DESCRIPTION OF THE TASK: Images do not belong in the copy. Retype the entries exactly.

RECORDS SHOWN:

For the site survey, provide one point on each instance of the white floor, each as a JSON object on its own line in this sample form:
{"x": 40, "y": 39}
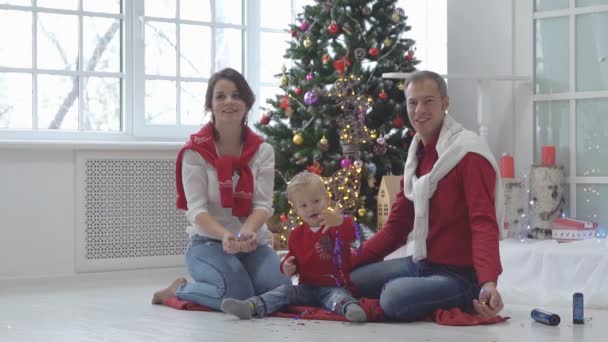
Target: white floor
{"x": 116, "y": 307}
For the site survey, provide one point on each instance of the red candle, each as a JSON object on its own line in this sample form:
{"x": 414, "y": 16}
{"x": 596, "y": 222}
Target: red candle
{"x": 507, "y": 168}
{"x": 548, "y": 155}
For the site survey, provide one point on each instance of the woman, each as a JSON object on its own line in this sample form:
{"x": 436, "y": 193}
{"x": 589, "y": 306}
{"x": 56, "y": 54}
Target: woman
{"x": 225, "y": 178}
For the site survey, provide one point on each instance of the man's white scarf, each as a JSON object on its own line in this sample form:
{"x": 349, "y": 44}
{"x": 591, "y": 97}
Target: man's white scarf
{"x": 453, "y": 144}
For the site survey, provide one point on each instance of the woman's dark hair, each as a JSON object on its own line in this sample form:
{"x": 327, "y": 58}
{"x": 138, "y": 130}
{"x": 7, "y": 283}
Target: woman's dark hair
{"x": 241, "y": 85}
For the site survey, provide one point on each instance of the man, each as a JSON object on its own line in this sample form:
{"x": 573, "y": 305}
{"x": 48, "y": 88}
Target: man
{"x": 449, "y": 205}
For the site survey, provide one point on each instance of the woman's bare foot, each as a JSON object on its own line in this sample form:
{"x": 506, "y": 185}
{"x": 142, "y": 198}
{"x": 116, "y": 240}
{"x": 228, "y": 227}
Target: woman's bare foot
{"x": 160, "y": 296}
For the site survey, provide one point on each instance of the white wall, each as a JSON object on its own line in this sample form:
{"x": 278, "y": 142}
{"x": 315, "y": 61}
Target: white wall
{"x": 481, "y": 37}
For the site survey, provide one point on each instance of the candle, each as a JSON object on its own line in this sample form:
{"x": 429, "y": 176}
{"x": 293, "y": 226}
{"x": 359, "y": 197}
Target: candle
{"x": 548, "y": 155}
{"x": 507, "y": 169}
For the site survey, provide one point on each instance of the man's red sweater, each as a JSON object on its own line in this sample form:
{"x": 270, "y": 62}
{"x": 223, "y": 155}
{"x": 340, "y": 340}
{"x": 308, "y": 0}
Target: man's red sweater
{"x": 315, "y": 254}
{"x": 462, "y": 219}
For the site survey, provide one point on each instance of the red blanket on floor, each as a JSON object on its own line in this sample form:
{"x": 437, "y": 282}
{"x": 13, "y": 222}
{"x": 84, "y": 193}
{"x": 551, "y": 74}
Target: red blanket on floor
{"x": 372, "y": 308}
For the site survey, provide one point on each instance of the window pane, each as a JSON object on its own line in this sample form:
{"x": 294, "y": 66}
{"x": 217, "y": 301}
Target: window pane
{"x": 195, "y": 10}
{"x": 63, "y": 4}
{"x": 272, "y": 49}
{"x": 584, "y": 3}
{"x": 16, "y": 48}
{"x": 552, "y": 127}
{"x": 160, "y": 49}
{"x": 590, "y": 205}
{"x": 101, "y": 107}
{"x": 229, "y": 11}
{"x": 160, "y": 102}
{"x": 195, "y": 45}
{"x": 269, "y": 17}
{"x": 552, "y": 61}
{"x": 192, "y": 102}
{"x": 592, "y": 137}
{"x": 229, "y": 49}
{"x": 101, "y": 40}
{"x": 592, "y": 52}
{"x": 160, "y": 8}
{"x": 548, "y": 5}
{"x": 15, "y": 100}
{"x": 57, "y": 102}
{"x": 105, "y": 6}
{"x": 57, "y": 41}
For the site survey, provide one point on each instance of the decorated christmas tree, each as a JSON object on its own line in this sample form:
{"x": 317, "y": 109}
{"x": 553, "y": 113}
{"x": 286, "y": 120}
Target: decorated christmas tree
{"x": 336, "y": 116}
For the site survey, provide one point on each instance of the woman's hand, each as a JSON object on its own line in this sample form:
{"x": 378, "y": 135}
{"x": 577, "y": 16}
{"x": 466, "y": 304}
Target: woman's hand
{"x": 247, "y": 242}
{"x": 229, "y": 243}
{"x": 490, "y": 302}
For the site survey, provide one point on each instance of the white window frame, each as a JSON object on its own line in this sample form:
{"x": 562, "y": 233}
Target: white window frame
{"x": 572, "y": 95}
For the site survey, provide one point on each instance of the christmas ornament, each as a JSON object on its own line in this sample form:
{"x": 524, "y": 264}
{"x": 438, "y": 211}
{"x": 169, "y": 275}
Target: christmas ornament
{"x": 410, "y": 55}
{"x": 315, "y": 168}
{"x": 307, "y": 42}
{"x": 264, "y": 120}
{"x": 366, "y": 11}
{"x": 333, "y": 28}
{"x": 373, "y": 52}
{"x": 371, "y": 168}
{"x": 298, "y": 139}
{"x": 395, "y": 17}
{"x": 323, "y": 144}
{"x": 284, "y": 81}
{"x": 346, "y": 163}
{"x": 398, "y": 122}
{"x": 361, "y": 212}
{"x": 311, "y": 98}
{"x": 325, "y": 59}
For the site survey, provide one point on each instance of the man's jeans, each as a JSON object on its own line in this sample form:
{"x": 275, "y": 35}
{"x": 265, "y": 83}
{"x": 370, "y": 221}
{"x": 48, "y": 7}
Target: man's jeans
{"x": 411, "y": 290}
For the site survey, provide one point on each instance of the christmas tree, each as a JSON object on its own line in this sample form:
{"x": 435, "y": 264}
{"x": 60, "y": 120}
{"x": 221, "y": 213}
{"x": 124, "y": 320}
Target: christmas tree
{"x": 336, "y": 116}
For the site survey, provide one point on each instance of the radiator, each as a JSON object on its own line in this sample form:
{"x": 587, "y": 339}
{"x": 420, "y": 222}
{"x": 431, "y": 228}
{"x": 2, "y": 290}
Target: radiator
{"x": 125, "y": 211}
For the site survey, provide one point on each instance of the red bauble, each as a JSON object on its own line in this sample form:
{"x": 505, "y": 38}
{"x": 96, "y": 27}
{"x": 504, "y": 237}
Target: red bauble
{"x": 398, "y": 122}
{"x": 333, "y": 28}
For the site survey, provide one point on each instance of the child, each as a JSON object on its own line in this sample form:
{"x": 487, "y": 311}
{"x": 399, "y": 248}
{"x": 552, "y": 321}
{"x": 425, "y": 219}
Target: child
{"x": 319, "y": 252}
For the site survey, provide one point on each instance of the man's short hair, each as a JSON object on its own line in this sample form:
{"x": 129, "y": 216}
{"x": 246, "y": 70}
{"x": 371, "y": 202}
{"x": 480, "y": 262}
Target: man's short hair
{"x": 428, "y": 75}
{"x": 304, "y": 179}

THE COMPLETED TASK:
For the site survey, provide one point on each instance of the white floor, each as a JSON object on its own line in this sample form:
{"x": 40, "y": 39}
Target: white floor
{"x": 116, "y": 307}
For the site survey, provide one point on each instance of the red candle, each as a JSON object on its own line in this sample form:
{"x": 414, "y": 16}
{"x": 596, "y": 222}
Target: red candle
{"x": 507, "y": 168}
{"x": 548, "y": 155}
For the site survey, provide one point on each instance of the woman, each as a JSON object on its own line in this sample form:
{"x": 436, "y": 193}
{"x": 589, "y": 306}
{"x": 56, "y": 54}
Target: woman
{"x": 225, "y": 178}
For the site survey, provide one point on each instance of the man's white scarf, each as a JSON object on its own line in this sample form:
{"x": 349, "y": 44}
{"x": 591, "y": 97}
Target: man's white scarf
{"x": 453, "y": 144}
For the site survey, provide one point on each instance of the woman's dark hair, each as a JSON object on its own line in this sample form:
{"x": 327, "y": 58}
{"x": 138, "y": 130}
{"x": 7, "y": 283}
Target: woman's dark hair
{"x": 241, "y": 85}
For the site survey, provide one point on each instance of the man, each as a JSON object on its own line in this sample form:
{"x": 573, "y": 305}
{"x": 48, "y": 88}
Target: man
{"x": 449, "y": 205}
For the site survey, provide one point on each instance of the woman's bare foot, each as a JSON object on its own line in this sample form:
{"x": 506, "y": 185}
{"x": 142, "y": 198}
{"x": 116, "y": 240}
{"x": 228, "y": 227}
Target: woman's bare foot
{"x": 160, "y": 296}
For the site survey, provide one point on each instance of the white wall, each as a JSON object on its own line in this sample form:
{"x": 278, "y": 142}
{"x": 315, "y": 61}
Target: white wall
{"x": 481, "y": 37}
For the site survey, provide one point on each instance of the candle, each as a JSON object on its own line in this sample form:
{"x": 429, "y": 176}
{"x": 293, "y": 226}
{"x": 359, "y": 197}
Target: candle
{"x": 548, "y": 155}
{"x": 507, "y": 169}
For the site survey, provide one point on each instance of the man's red sweater, each as a JSON object on its own line in this sample form:
{"x": 270, "y": 62}
{"x": 223, "y": 155}
{"x": 340, "y": 340}
{"x": 308, "y": 0}
Target: man's red sweater
{"x": 315, "y": 254}
{"x": 462, "y": 219}
For the site survey, provide one point on each instance of the red blanket on floor, each as a JSON object on its own line in this sample form:
{"x": 437, "y": 282}
{"x": 13, "y": 222}
{"x": 84, "y": 193}
{"x": 551, "y": 74}
Target: red blanket on floor
{"x": 372, "y": 308}
For the site survey, provide one point on each instance of the window pane, each as a JSON object on its own line in this sample form:
{"x": 294, "y": 66}
{"x": 217, "y": 301}
Target: window pane
{"x": 195, "y": 10}
{"x": 63, "y": 4}
{"x": 272, "y": 49}
{"x": 584, "y": 3}
{"x": 16, "y": 48}
{"x": 552, "y": 127}
{"x": 160, "y": 49}
{"x": 590, "y": 205}
{"x": 101, "y": 107}
{"x": 229, "y": 11}
{"x": 160, "y": 102}
{"x": 195, "y": 45}
{"x": 269, "y": 17}
{"x": 552, "y": 61}
{"x": 192, "y": 102}
{"x": 592, "y": 137}
{"x": 229, "y": 49}
{"x": 101, "y": 40}
{"x": 592, "y": 52}
{"x": 160, "y": 8}
{"x": 548, "y": 5}
{"x": 15, "y": 100}
{"x": 57, "y": 102}
{"x": 105, "y": 6}
{"x": 57, "y": 41}
For the site survey, provide one point on each instance of the decorated christmas tree, each as a JSON object on its own line in this sample form:
{"x": 317, "y": 109}
{"x": 553, "y": 113}
{"x": 286, "y": 120}
Target: decorated christmas tree
{"x": 336, "y": 116}
For the site survey, provide one point on each instance of the woman's hand, each as a JSON object on its own line in this sample form:
{"x": 378, "y": 135}
{"x": 577, "y": 16}
{"x": 466, "y": 304}
Target: woman's hand
{"x": 247, "y": 242}
{"x": 229, "y": 243}
{"x": 490, "y": 302}
For the site survey, provide one point on each instance of the white window frame, each as a JSON object on its own line in this sample form:
{"x": 562, "y": 233}
Target: white window frame
{"x": 572, "y": 95}
For the site survey, provide one point on each instance of the christmas ornament, each as a JSON object on its own line in this sample form:
{"x": 524, "y": 264}
{"x": 438, "y": 211}
{"x": 169, "y": 275}
Target: christmas ornament
{"x": 410, "y": 55}
{"x": 315, "y": 168}
{"x": 307, "y": 42}
{"x": 264, "y": 120}
{"x": 366, "y": 11}
{"x": 333, "y": 28}
{"x": 373, "y": 52}
{"x": 371, "y": 168}
{"x": 298, "y": 139}
{"x": 395, "y": 17}
{"x": 323, "y": 144}
{"x": 284, "y": 81}
{"x": 346, "y": 163}
{"x": 398, "y": 122}
{"x": 361, "y": 212}
{"x": 311, "y": 98}
{"x": 325, "y": 59}
For the site survey, provide one point on each instance of the man's jeans, each as a JSON object on its own line in this sample form:
{"x": 275, "y": 35}
{"x": 265, "y": 83}
{"x": 370, "y": 221}
{"x": 48, "y": 7}
Target: man's jeans
{"x": 411, "y": 290}
For the site survey, provide one point on each instance of the christmas tree, each as a JSON object on its own line in this sample form:
{"x": 435, "y": 264}
{"x": 60, "y": 120}
{"x": 221, "y": 213}
{"x": 124, "y": 320}
Target: christmas tree
{"x": 336, "y": 116}
For the site survey, provide one point on each instance of the radiator, each as a JSON object on its own line in this sample form:
{"x": 587, "y": 339}
{"x": 420, "y": 222}
{"x": 431, "y": 228}
{"x": 2, "y": 290}
Target: radiator
{"x": 125, "y": 211}
For the site survey, provide one point on each instance of the red bauble, each as a JSON object on its own line in this sample form:
{"x": 505, "y": 38}
{"x": 96, "y": 27}
{"x": 504, "y": 237}
Target: red bauble
{"x": 398, "y": 122}
{"x": 333, "y": 28}
For the site survey, provide one point on each instance of the child, each as a JSON object on its own line in this sample form:
{"x": 487, "y": 311}
{"x": 399, "y": 248}
{"x": 552, "y": 321}
{"x": 425, "y": 219}
Target: child
{"x": 319, "y": 252}
For the site survey, provide one point on each instance of the man's short hair, each as a JSON object on its own line in this sample form:
{"x": 129, "y": 216}
{"x": 246, "y": 70}
{"x": 371, "y": 202}
{"x": 480, "y": 262}
Target: man's short hair
{"x": 428, "y": 75}
{"x": 304, "y": 179}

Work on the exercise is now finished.